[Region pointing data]
::::::::::
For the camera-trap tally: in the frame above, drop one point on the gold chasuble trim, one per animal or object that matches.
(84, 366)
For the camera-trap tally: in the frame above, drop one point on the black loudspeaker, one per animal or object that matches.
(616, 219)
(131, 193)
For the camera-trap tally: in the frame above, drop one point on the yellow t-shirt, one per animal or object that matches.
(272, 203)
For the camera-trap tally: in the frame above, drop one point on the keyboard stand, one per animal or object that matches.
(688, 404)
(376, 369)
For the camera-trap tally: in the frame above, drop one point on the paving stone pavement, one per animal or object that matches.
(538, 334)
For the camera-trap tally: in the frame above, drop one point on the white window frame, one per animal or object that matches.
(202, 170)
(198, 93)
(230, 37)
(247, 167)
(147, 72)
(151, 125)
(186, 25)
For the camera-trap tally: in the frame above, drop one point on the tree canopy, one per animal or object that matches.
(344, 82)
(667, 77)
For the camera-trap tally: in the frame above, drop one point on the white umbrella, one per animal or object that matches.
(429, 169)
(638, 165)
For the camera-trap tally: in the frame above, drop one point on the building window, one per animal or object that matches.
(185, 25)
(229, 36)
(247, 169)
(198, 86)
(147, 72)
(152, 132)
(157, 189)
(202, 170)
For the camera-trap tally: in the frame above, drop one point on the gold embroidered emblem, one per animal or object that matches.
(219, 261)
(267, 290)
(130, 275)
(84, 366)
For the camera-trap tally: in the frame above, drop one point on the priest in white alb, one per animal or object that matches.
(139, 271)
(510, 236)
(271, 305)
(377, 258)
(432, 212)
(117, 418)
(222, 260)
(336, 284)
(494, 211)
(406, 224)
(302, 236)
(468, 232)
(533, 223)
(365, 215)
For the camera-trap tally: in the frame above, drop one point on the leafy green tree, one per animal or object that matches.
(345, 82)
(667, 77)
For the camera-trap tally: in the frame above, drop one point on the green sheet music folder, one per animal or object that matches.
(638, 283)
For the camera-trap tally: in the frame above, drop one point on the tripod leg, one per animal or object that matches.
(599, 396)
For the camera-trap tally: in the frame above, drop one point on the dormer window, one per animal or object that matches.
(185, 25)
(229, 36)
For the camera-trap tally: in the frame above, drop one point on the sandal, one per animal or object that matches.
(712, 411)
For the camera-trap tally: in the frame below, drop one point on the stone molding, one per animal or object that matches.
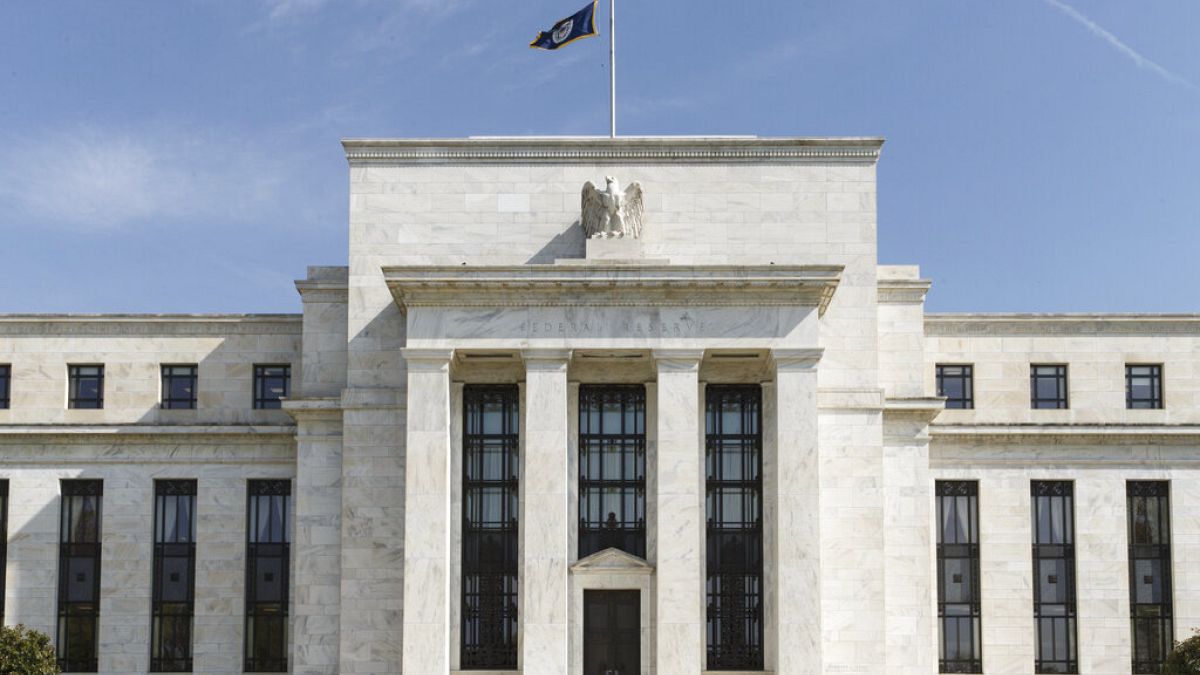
(118, 324)
(1035, 324)
(613, 285)
(595, 149)
(797, 358)
(903, 291)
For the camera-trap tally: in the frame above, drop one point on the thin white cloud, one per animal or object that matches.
(1129, 52)
(94, 180)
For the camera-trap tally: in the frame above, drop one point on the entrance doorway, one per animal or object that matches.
(612, 628)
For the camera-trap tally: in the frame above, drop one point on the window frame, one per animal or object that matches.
(73, 381)
(952, 491)
(967, 382)
(1156, 378)
(261, 400)
(70, 550)
(166, 400)
(489, 597)
(624, 531)
(720, 572)
(1062, 383)
(162, 611)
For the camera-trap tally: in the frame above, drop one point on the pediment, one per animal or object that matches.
(612, 561)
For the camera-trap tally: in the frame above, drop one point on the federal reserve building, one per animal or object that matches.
(592, 406)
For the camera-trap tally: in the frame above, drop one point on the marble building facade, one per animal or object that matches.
(912, 489)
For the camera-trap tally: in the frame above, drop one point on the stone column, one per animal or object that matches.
(792, 488)
(544, 520)
(317, 550)
(679, 501)
(426, 639)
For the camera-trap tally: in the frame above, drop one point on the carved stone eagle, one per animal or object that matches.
(611, 213)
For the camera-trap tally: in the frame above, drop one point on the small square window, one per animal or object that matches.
::::::::::
TRY IT -
Look for the line with "column, one per animal or object that matches." in the records above. Repeat it and each line after it exactly.

EXERCISE RESPONSE -
For the camera-trap tally: in the frame above, drop one point on the stone column, one per animal or object that matches.
(792, 488)
(544, 520)
(317, 550)
(679, 501)
(426, 639)
For the camera-trap tally: in the frame above, drop one point on the carved stone eagle, one per animal or object that matches.
(611, 213)
For the camera-trap tally: in the frame above, drop one point on the small square window, one per animal or object that matches.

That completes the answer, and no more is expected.